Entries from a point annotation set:
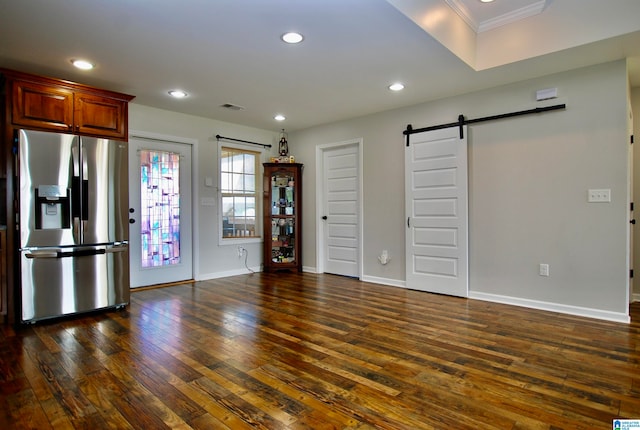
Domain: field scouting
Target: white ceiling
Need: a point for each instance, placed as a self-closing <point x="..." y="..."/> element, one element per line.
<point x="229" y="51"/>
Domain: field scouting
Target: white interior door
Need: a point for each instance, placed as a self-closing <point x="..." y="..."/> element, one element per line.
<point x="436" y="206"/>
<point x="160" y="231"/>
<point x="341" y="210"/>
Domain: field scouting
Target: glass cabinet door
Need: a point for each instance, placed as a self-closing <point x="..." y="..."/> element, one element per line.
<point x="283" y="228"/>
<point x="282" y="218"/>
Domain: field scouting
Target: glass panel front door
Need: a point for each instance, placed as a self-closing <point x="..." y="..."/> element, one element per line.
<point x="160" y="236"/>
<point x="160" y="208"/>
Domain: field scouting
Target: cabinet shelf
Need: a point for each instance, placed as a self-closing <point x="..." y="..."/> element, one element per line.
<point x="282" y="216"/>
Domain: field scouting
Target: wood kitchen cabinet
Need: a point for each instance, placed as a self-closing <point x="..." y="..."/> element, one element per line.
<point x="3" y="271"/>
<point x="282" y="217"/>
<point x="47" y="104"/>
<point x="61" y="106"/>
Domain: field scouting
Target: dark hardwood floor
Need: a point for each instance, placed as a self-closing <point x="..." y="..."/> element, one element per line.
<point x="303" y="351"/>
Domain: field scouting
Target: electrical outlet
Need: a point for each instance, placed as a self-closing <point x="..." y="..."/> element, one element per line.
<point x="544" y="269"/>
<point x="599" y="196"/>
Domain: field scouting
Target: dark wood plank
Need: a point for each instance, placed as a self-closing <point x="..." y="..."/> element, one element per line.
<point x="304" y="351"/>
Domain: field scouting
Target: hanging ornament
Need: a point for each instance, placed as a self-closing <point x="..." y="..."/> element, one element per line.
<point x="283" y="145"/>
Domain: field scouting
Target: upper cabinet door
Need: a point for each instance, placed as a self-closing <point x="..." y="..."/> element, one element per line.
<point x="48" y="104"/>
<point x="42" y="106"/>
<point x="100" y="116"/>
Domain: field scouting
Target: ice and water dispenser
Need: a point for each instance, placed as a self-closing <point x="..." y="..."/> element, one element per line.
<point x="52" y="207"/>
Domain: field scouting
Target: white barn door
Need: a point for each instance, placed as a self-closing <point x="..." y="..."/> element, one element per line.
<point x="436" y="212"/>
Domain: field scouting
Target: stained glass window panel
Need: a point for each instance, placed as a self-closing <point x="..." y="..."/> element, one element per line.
* * *
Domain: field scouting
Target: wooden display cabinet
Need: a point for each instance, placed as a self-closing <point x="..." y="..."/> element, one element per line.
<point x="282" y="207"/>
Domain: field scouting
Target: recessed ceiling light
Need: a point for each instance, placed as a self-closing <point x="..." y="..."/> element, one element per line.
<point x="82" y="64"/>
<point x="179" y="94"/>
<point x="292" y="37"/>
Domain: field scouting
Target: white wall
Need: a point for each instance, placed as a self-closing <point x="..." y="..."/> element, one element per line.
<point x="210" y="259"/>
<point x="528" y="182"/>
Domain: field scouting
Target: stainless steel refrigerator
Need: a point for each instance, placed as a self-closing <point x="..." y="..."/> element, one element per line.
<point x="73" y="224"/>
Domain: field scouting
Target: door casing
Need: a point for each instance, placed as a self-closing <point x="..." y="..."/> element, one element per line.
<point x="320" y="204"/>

> TO DO
Pick out every line above that contains the word "ceiling" and copy each one. Matching is case-sensitive.

> OUTPUT
Target: white ceiling
Target: recessed ceiling light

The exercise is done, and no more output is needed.